Reproduce every line of the entries below, requests included, and shift each pixel coordinate in the polygon outlines by -127. Omit the pictures from your reply.

--- start Input for this task ---

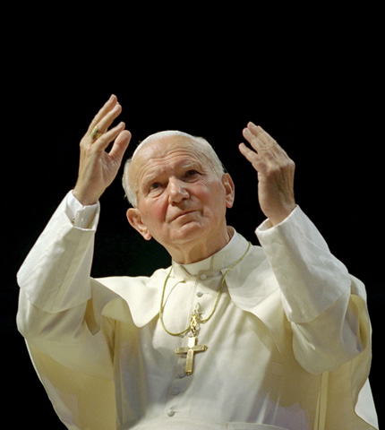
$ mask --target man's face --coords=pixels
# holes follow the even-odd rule
[[[127,218],[144,238],[169,248],[216,241],[226,232],[233,205],[229,175],[219,177],[200,146],[184,136],[167,136],[135,155],[129,180],[137,208]],[[172,254],[170,252],[170,254]]]

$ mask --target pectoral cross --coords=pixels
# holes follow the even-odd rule
[[[200,314],[197,310],[194,310],[192,314],[192,321],[190,322],[192,334],[189,337],[187,347],[177,348],[175,354],[186,355],[186,366],[184,372],[186,374],[192,374],[193,368],[193,357],[195,352],[206,351],[208,347],[206,345],[197,345],[198,338],[195,336],[197,332],[198,322],[200,320]]]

--- end Input for this task ---

Answer to the exercise:
$ mask --target man's face --coords=pixels
# holes follow the even-odd rule
[[[0,91],[17,111],[42,121],[89,114],[99,105],[106,78],[102,48],[92,50],[73,19],[57,9],[40,9],[8,28],[2,53],[10,81]],[[45,127],[43,125],[43,127]]]

$ mask --target pectoral cross --coords=pixels
# holes follow the even-odd rule
[[[73,187],[70,183],[67,183],[65,187],[65,194],[63,195],[65,207],[62,210],[60,220],[50,221],[48,227],[59,228],[59,239],[57,245],[59,247],[65,247],[66,241],[66,230],[68,225],[79,224],[81,220],[79,218],[70,218],[71,211],[68,209],[70,205],[71,195],[73,193]]]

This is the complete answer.